===== Extract to read

It was the early 2000s when the iTunes Music Store sold a million songs in the first week of its launch. That simple act of sitting in front of a computer screen instead of walking into a record shop, and purchasing a song online—not a full album, not a physical record or a CD, but one song of choice from a vast online catalogue—changed not just the music industry, I believe it fundamentally tied technology to shopping in an enduring way for customers.
Next-generation Commerce: Getting ‘with it’
With technology as its backbone, e-commerce has grown from strength to strength in recent years. But the locus where it truly manifests is the customer. It is in the customer’s hands that it clicks into action and demonstrates results. And the expansion of ecommerce has been significantly propelled by the growing user-base of millennials. For a generation joined at the hip with their phones and largely dependent on technology, the ease, variety, and multichannel brilliance of ecommerce is a great draw for millennials looking to purchase things; all kinds of things. 42% of millennials have bought a product on their phones, as per the Global Web Index, foretelling growth in mobile commerce too. The market-altering dominance of millennials is not just due to their sheer numbers and the numbers of what they buy; it is because they also influence the behaviors of earlier generations in terms of buying habits, consumption patterns, the usage of technology, and adoption of new platforms.
This change in the demographic of the growing population online has coincided with the coming of the digital revolution. I see businesses now evolving from ecommerce to next-generation commerce. Next-generation commerce is much more holistic and layered than vanilla ecommerce templates or simply drop-shipping online, and these nuanced developments flow from technology and new digital trends.

==========

> [Objectives]
a) Update the e-commerce text from "This change in" up to and including "new digital trends.", replacing "vanilla" with "standard".
b) Check each statement against the e-commerce text and answer yes or no, quoting the words from the text that settle it:
(i) The iTunes Music Store sold a million songs in the first week of its launch.
(ii) According to the Global Web Index, 52% of millennials have bought a product on their phones.
(iii) Millennials affect the buying habits of earlier generations.
c) Resume the e-commerce text after its final sentence.

===== Extracted entries

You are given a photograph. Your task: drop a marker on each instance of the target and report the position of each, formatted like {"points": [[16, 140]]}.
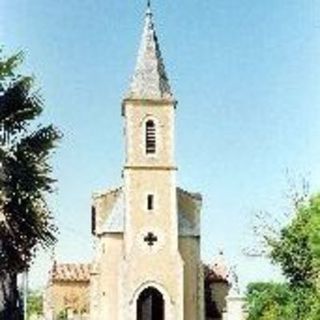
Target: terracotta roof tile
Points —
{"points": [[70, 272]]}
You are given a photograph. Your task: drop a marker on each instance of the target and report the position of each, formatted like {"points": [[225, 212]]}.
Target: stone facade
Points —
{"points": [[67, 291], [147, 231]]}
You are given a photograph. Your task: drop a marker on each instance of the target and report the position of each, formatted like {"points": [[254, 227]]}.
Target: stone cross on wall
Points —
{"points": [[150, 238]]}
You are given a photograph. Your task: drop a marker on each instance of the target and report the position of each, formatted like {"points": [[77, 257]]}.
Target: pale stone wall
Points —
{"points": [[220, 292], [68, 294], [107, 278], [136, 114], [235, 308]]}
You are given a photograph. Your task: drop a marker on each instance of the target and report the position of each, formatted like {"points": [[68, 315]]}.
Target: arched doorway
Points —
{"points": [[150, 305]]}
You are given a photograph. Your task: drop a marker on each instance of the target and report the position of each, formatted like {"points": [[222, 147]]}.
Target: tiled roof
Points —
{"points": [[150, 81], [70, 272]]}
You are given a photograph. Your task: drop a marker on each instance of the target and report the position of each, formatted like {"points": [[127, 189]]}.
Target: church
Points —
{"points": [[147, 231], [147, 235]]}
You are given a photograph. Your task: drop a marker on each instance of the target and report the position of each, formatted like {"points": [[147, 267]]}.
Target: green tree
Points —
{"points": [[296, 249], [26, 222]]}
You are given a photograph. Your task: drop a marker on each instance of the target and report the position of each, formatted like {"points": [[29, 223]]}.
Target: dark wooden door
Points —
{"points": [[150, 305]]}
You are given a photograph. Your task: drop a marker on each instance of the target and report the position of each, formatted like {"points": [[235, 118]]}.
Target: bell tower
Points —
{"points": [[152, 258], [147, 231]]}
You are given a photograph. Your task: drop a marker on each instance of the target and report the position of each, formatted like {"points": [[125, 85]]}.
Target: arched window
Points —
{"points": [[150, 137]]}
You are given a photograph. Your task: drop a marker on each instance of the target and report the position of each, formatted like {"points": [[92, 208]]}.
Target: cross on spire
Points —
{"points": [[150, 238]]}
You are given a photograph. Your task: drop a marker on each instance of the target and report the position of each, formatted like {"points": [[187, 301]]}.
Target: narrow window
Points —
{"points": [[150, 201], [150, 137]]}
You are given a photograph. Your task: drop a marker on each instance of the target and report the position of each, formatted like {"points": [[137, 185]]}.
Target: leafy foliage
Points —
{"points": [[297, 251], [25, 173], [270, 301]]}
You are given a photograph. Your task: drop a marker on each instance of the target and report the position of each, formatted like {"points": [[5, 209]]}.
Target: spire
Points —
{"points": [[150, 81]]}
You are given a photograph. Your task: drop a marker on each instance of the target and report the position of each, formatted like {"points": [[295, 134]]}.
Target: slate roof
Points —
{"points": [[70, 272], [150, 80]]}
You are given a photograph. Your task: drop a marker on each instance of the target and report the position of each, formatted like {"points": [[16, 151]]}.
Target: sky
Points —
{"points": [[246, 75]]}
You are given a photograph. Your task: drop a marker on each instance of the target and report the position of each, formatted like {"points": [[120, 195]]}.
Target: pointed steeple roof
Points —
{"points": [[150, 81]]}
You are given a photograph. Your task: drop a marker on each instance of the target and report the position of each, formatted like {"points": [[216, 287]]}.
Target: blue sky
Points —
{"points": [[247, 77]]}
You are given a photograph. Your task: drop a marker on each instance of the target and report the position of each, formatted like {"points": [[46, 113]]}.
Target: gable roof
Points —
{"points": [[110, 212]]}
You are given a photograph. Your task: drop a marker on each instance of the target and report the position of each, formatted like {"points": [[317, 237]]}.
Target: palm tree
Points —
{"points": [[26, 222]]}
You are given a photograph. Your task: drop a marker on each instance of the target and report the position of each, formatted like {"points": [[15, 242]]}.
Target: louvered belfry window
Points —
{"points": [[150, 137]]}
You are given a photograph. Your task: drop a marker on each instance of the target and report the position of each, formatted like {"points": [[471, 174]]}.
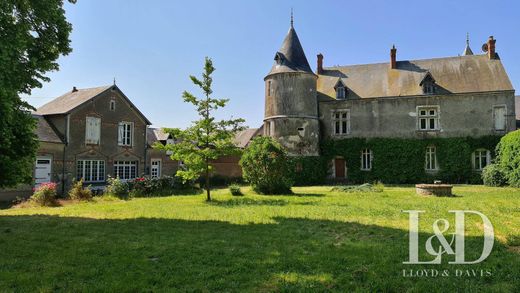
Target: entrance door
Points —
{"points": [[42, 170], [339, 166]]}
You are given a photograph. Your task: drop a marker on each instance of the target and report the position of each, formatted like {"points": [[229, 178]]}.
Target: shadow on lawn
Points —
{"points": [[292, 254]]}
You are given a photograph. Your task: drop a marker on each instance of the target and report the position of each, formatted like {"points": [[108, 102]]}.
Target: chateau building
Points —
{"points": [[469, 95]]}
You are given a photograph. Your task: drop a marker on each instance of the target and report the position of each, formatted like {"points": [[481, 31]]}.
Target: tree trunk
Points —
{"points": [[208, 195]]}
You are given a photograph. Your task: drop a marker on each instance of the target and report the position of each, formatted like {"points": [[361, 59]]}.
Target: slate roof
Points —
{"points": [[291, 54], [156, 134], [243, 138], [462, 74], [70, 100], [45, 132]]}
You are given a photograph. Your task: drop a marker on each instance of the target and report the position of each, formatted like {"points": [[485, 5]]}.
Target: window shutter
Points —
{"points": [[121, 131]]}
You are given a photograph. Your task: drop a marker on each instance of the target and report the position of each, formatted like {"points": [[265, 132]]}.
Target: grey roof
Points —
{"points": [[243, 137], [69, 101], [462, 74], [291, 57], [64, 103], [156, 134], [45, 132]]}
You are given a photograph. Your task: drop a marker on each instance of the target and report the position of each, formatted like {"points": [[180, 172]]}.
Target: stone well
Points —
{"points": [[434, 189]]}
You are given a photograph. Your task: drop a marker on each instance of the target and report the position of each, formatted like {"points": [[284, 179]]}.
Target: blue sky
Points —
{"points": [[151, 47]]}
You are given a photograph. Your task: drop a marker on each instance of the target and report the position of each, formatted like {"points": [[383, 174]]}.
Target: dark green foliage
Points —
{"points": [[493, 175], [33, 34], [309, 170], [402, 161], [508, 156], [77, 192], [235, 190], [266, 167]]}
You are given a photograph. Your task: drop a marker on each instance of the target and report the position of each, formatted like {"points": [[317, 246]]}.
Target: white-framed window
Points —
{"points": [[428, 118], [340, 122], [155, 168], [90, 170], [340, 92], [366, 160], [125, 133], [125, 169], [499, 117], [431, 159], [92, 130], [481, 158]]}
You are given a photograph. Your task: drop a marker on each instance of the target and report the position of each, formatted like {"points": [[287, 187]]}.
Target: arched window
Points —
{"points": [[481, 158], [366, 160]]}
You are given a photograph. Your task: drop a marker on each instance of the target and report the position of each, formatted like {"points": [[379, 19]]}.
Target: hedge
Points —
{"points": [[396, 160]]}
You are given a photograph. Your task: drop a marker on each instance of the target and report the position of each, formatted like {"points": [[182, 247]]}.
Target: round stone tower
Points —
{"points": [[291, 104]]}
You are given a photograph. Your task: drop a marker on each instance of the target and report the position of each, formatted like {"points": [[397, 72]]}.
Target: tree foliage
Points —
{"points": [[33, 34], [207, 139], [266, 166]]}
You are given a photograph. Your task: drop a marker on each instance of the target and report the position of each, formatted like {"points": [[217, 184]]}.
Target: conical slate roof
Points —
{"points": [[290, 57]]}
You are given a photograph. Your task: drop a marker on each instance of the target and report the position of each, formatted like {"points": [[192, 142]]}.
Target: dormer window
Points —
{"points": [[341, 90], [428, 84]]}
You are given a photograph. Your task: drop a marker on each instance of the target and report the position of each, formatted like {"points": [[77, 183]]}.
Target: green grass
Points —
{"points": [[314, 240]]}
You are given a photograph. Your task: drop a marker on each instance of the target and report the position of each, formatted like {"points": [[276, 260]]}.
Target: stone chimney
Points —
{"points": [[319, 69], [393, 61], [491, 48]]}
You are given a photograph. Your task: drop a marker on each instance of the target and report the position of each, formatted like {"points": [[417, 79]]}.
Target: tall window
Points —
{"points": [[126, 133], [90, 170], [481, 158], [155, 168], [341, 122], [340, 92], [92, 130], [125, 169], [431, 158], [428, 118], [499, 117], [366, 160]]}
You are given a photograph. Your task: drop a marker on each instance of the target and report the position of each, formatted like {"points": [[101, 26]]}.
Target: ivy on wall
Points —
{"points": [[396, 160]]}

==========

> [Final results]
a)
This change in the demographic of the growing population online has coincided with the coming of the digital revolution. I see businesses now evolving from ecommerce to next-generation commerce. Next-generation commerce is much more holistic and layered than standard ecommerce templates or simply drop-shipping online, and these nuanced developments flow from technology and new digital trends.

b)
(i) Yes: "the iTunes Music Store sold a million songs in the first week of its launch"
(ii) No: "42% of millennials have bought a product on their phones, as per the Global Web Index"
(iii) Yes: "they also influence the behaviors of earlier generations in terms of buying habits"

c)
Which technologies are shaping next-generation e-commerce?
With customers who are so tech-savvy (almost tech-dependent, I’d say), e-commerce is moulding itself to deliver to them. Now, new technologies such as mobile, predictive analytics, and social media are making it possible for companies to respond to the changing needs of the new digital consumer. Essentially, these technology trends are improving the user experience by catering to their preferences, habits, and expectations. What are they doing?
- ‘Intuitively’ understanding the customer: With big data, predictive analytics, and cookie-based retargeting, companies are able to forecast preferences and behaviors. This allows them to proactively do targeted selling and marketing, making the customer feel understood. As per the Mobile Shopping Survey Series by AisleBuyer, 75% of customers would switch to brands that deliver real-time promotions to their smartphones as they shopped. When an e-retailer sends you an auto-alert that it is time to refill your kitchen’s sugar jar or you get a discount on a shaver you were considering buying, as a customer you appreciate such convenience and subscriptions/notifications turn meaningful.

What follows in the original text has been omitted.